Passage
☆ ☆ ☆ ☆ ☆ ☆ ☆

For policymakers and regulators in the US, understanding the concerns about AI risks that Americans across party lines share highlights opportunities for bipartisan policy solutions.
For the technology sector, these results provide a temperature check on public trust and highlight areas where transparency and safety measures might address public concerns.
Key findings
Worry about AI may be plateauing.
Respondents’ worry about AI has been climbing since 2023. When we compare responses from 2025 to our 2023 baseline, between 57 to 59% of US adults would be expected to report higher levels of concern now than they would have two years ago. Conversely, 71% of respondents reported little or no worry about AI in 2023, compared to 56% most recently.
The increase in concern between 2024 and 2025 appears to be slowing. From 2024 to 2025, worry has only marginally increased: slightly fewer respondents said they worry “only a little bit” (dropping from 41% to 37%), while more reported worrying “a fair amount” (rising from 27% to 29%). This potential plateauing may reflect the normalization of AI tools in everyday life.
Women rather than men, those with lower rather than higher household income, Democrats rather than Republicans, and non-white rather than white respondents tend to worry more about AI in general.
Figure 1: Worry about AI among US adults
Americans favor caution over acceleration, and this is true across the political spectrum.

☆ ☆ ☆ ☆ ☆ ☆ ☆

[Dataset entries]
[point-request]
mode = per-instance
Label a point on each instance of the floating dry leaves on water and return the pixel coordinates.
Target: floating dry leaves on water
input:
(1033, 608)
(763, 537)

☆ ☆ ☆ ☆ ☆ ☆ ☆

Directions for this task
Can you repeat the passage on American worry about AI from "The increase in" to "AI in general.", but swap "everyday life" for "daily life"?

Full response
The increase in concern between 2024 and 2025 appears to be slowing. From 2024 to 2025, worry has only marginally increased: slightly fewer respondents said they worry “only a little bit” (dropping from 41% to 37%), while more reported worrying “a fair amount” (rising from 27% to 29%). This potential plateauing may reflect the normalization of AI tools in daily life.
Women rather than men, those with lower rather than higher household income, Democrats rather than Republicans, and non-white rather than white respondents tend to worry more about AI in general.